**TRECHO FORNECIDO**
Renúncia do príncipe Dom Pedro de Alcântara, no exílio em 1908, foi ineficaz por várias razões

O ramo de Petrópolis é o legítimo em caso de restauração da monarquia, reconhecido inclusive pelo governo republicano quando da devolução de bens e direitos no retorno ao Brasil.

A renúncia de Dom Pedro de Alcântara, primogênito da Princesa Isabel, ocorreu em virtude do compromisso, que veio a se tornar casamento com a Condessa Dobrzensky de Dobrzenicz.

Tal ato (renúncia) sempre foi ineficaz em face do direito brasileiro, patente mesmo na Carta de 1824, cujo texto impunha uma série de requisitos de validade aos atos da Família Imperial, condicionando-os às convalidações e autorizações do Parlamento, pois estes eram sujeitos de Direito Público, além de sujeitos de Direito Privado.

Pelo exposto, o documento elaborado em Cannes, em 1908, onde o Príncipe Imperial renuncia os direitos seus e de seus descendentes ao trono brasileiro, levou em conta somente o direito dinástico costumeiro, desconsiderando o direito brasileiro que nada tinha a opor a casamentos morganáticos.

Ainda, desconsiderou a raiz do direito brasileiro (franco-germânica) além de carecer de qualquer formalidade imposta pelas leis brasileiras.

Por esses e outros pontos, o ato sempre pareceu gravemente irregular. Parecia coisa para “inglês ver”, só que no caso, para “Francisco José do Império Austro-Húngaro ver”, uma vez que a Princesa Isabel, depois do golpe de 1889 buscou um apoio específico estrangeiro para ajudar em eventual restauração da monarquia brasileira, que não aconteceu:

Se estava nas mãos de Francisco José colaborar diplomaticamente, ou não, para o restabelecimento de uma monarquia, era mais do que certo que ele não o faria em benefício de um Dom Pedro III casado com outra condessa tcheca e também não pertencente a família “régia”, embora descendente da dinastia de Saxe

Obviamente a estratégia não é válida perante o direito constitucional brasileiro.

O texto constitucional de 1824 (único a regulamentar a matéria então) foi construído segundo os fundamentos lançados pelos Construtores do Brasil (Andrada, Quixeramobim, Itanhaém e outros), bem como por Dom Pedro I e a Assembleia Constituinte de 1824.

**DADOS REGISTRADOS**
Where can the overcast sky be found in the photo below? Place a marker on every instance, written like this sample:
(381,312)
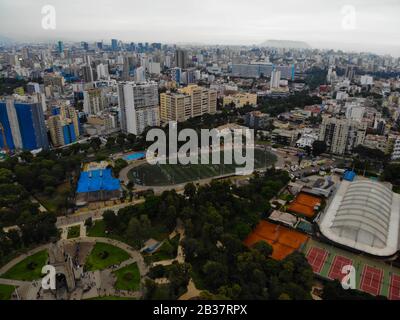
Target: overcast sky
(318,22)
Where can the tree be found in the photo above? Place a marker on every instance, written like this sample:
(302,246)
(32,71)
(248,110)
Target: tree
(134,230)
(95,143)
(119,164)
(190,190)
(215,274)
(264,248)
(110,220)
(319,147)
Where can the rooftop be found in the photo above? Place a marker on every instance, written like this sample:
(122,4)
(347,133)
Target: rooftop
(364,215)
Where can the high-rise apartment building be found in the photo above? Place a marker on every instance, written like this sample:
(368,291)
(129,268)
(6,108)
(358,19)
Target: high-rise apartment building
(275,79)
(93,101)
(181,59)
(22,124)
(63,130)
(138,106)
(189,102)
(114,44)
(342,135)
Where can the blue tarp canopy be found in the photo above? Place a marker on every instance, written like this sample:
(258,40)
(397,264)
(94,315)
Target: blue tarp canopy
(97,180)
(349,175)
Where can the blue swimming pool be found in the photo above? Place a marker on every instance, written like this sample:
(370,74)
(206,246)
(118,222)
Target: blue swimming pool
(135,156)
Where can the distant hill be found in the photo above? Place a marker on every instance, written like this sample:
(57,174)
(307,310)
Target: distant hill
(286,44)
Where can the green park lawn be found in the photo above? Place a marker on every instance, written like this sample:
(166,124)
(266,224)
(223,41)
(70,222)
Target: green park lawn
(128,278)
(166,174)
(28,269)
(103,256)
(97,230)
(6,291)
(163,253)
(74,232)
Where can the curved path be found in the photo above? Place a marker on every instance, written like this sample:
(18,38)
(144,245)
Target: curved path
(135,255)
(124,177)
(21,257)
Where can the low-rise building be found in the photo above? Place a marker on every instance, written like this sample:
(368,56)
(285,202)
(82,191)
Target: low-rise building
(241,99)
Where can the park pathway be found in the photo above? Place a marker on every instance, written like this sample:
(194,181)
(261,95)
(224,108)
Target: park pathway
(23,256)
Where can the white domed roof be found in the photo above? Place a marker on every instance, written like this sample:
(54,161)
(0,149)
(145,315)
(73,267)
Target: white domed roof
(364,215)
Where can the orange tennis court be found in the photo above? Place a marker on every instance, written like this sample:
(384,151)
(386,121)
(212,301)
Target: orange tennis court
(305,204)
(371,280)
(283,240)
(394,292)
(316,258)
(339,262)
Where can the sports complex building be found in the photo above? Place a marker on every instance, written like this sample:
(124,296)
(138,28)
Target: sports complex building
(363,215)
(355,224)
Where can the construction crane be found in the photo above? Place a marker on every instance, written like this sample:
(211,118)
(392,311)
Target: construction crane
(3,134)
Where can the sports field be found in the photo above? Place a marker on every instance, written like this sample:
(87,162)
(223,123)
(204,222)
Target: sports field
(170,174)
(283,240)
(304,205)
(372,276)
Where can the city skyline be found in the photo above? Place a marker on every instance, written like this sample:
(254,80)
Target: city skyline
(322,25)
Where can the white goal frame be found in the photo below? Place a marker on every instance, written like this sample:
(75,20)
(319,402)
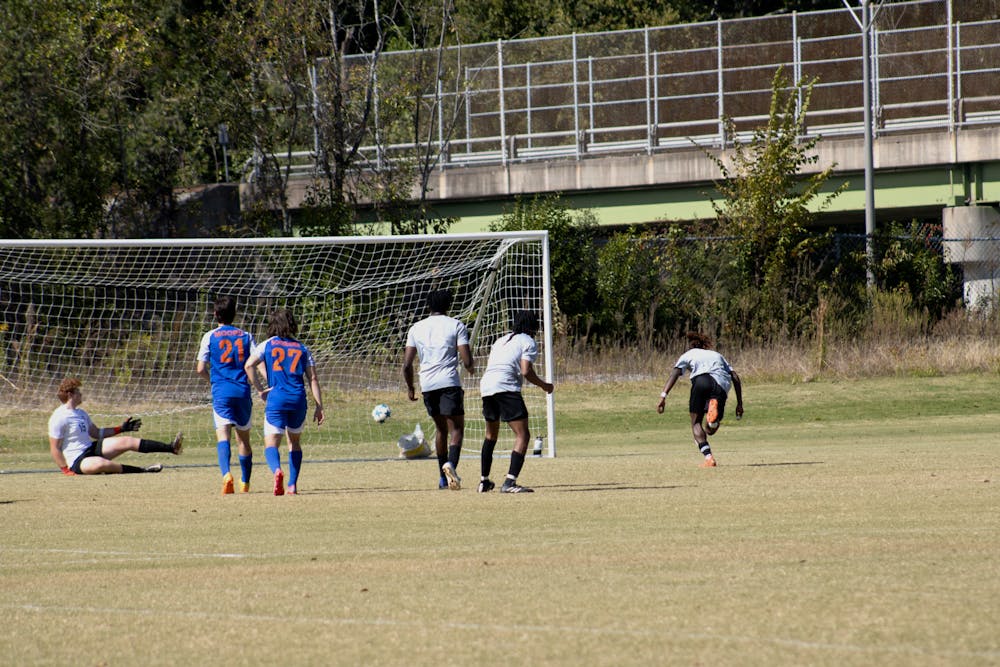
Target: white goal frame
(152,299)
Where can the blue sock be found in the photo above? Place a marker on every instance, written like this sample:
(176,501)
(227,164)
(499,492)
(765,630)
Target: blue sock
(273,458)
(224,452)
(294,463)
(246,467)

**INSTRUÇÕES DAS TAREFAS**
**a)** Liste todos os nomes que aparecem entre parênteses como exemplos dos Construtores do Brasil no trecho fornecido.
**b)** Diga se cada afirmação a seguir está de acordo com o trecho fornecido, respondendo sim ou não e citando as palavras decisivas do texto: (i) o documento de renúncia foi elaborado em Cannes, em 1908; (ii) o direito brasileiro se opunha a casamentos morganáticos; (iii) a restauração da monarquia buscada pela Princesa Isabel chegou a acontecer.
**c)** Reproduza fielmente a parte do trecho fornecido que começa em "Renúncia do príncipe" e segue até "retorno ao Brasil.".

**RESPOSTAS POR TAREFA**
**a)** Andrada, Quixeramobim, Itanhaém

**b)**
(i) Sim: "o documento elaborado em Cannes, em 1908"
(ii) Não: "o direito brasileiro que nada tinha a opor a casamentos morganáticos"
(iii) Não: "eventual restauração da monarquia brasileira, que não aconteceu"

**c)**
Renúncia do príncipe Dom Pedro de Alcântara, no exílio em 1908, foi ineficaz por várias razões

O ramo de Petrópolis é o legítimo em caso de restauração da monarquia, reconhecido inclusive pelo governo republicano quando da devolução de bens e direitos no retorno ao Brasil.